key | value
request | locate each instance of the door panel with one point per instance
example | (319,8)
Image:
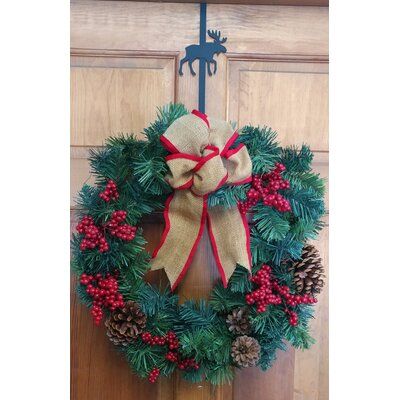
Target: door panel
(124,58)
(290,97)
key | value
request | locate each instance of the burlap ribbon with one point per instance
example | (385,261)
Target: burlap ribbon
(201,161)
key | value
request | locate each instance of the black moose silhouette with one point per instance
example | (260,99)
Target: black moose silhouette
(204,51)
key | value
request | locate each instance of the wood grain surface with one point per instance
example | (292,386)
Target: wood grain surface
(124,59)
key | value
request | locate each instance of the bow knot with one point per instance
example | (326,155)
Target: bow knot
◆ ◆ ◆ ◆ ◆
**What is needed:**
Rewrite all of the rows above, replacing every "locate" with "mark" and changing nothing else. Omit the pictures from your output.

**Finished answer:**
key | value
request | mark each instance of the door panel with one point per instance
example | (319,8)
Image:
Target: door panel
(124,58)
(290,97)
key | value
request | mark each instance of the burlap ribbon with one point per instance
example | (385,261)
Target: burlap ribbon
(201,161)
key | value
request | mark each instance of the black moose silhouette with one point per instance
example | (260,99)
Target: black moose silhouette
(204,51)
key | value
request | mark each instance of the wood grain surface with one point per instance
example | (292,386)
Target: wood grain surface
(124,59)
key | value
request | mark each instance of the bow knot with one point per instance
example | (326,155)
Target: bow knot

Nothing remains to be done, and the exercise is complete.